AIM OF THE EXERCISE.
Pick out every line in the material below that contains the word "Find", and copy each of those lines.

RECORDS PROVIDED.

^^^^

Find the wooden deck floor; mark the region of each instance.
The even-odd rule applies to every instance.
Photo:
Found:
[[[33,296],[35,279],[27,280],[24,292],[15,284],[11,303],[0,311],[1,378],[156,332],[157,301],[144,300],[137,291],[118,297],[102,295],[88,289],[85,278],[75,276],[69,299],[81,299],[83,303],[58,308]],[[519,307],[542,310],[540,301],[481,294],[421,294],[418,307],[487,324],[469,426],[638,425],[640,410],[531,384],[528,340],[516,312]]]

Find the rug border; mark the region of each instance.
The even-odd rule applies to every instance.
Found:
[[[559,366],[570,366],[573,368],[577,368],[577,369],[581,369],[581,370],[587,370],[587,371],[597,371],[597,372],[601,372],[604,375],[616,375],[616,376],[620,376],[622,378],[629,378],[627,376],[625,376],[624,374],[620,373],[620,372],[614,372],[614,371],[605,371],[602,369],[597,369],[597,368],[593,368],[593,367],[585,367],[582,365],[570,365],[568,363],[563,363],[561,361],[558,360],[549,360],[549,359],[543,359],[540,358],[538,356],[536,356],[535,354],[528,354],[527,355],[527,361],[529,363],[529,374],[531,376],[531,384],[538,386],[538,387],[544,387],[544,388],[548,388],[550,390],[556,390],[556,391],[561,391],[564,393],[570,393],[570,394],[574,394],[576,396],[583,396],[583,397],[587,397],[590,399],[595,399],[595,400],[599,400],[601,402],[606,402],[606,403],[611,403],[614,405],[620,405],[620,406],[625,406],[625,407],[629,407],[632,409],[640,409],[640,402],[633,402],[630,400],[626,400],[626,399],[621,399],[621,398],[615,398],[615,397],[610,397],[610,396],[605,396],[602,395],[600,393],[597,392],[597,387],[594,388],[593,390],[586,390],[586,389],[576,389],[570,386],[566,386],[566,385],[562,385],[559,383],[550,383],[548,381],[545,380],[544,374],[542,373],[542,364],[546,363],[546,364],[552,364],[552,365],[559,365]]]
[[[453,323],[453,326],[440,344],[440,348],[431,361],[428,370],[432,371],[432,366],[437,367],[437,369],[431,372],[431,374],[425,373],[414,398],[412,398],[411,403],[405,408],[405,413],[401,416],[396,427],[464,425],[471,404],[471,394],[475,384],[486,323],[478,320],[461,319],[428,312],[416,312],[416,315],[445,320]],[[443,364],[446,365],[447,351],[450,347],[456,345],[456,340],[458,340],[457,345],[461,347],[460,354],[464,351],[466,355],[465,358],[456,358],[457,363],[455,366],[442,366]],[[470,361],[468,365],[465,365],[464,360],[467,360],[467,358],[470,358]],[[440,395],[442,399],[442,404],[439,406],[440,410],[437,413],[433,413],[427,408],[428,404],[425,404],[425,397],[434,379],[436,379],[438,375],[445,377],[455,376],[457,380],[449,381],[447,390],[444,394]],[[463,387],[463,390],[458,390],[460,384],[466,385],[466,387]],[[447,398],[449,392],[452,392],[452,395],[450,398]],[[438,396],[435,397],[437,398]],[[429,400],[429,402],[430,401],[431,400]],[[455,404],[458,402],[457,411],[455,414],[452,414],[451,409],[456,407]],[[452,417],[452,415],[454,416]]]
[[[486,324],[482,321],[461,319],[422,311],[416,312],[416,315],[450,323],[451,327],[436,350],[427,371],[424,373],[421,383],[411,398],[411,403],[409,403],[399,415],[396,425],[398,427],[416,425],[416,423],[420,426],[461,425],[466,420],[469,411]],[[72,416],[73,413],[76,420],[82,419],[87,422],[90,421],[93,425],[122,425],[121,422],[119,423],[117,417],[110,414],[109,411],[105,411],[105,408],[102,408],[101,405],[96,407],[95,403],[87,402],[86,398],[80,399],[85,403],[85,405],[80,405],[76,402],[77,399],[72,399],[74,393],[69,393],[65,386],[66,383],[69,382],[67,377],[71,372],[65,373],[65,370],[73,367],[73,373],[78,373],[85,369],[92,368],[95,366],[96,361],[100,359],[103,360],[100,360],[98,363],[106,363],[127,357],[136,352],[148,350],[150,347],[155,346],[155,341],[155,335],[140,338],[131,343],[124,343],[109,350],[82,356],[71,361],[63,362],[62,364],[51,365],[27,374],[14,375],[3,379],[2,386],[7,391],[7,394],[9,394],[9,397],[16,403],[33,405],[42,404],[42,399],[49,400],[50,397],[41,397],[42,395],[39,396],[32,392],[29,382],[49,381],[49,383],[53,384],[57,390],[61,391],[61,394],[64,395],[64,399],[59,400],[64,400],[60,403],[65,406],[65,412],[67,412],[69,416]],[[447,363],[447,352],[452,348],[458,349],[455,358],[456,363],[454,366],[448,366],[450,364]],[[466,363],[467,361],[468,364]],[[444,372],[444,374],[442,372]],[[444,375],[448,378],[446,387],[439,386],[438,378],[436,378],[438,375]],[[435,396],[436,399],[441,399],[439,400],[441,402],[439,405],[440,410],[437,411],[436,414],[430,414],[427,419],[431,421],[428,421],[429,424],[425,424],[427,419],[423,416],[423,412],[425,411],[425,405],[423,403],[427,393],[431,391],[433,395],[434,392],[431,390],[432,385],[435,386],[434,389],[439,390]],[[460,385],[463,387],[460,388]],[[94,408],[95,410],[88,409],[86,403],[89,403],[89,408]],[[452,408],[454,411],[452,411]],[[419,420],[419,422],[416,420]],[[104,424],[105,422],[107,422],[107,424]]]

^^^^

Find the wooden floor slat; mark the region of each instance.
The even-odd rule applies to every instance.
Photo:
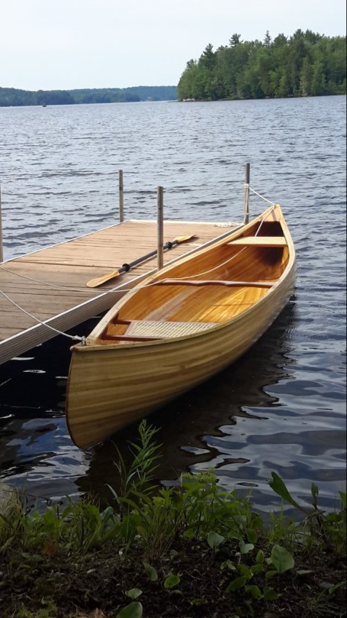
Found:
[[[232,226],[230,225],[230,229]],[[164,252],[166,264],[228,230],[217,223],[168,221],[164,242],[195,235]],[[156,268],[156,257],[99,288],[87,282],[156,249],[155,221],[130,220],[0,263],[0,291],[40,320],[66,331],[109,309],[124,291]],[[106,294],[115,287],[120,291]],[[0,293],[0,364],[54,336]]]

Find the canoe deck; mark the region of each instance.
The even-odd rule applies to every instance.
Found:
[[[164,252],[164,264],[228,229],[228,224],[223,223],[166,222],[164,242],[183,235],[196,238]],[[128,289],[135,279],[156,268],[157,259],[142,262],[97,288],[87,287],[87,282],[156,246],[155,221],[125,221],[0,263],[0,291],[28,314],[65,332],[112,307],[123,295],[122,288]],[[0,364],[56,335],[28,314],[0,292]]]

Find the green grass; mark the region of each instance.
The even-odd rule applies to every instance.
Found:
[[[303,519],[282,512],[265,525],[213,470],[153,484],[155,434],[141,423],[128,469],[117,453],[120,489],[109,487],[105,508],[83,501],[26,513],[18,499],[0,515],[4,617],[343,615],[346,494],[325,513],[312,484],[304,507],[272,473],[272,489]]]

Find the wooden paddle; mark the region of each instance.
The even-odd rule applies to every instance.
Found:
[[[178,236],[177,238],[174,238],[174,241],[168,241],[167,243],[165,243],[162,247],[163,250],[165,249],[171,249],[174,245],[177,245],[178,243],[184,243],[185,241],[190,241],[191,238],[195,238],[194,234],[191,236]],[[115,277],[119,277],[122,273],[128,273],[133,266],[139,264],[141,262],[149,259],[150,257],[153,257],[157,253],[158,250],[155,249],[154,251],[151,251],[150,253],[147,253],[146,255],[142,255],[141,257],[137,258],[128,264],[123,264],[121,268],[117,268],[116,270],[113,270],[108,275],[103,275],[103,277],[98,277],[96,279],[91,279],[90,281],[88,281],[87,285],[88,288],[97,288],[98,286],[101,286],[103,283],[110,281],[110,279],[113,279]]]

^^^^

EXERCISE RESULT.
Find the wooden deck floor; mark the region of each instance.
Find the rug border; mark the region of each instance.
Find the wooden floor slat; mark the region of each instance.
Find the canoe deck; mark the region of each instance.
Find the green grass; mark the region of each instance.
Find the wooden paddle; mark the region of each instance.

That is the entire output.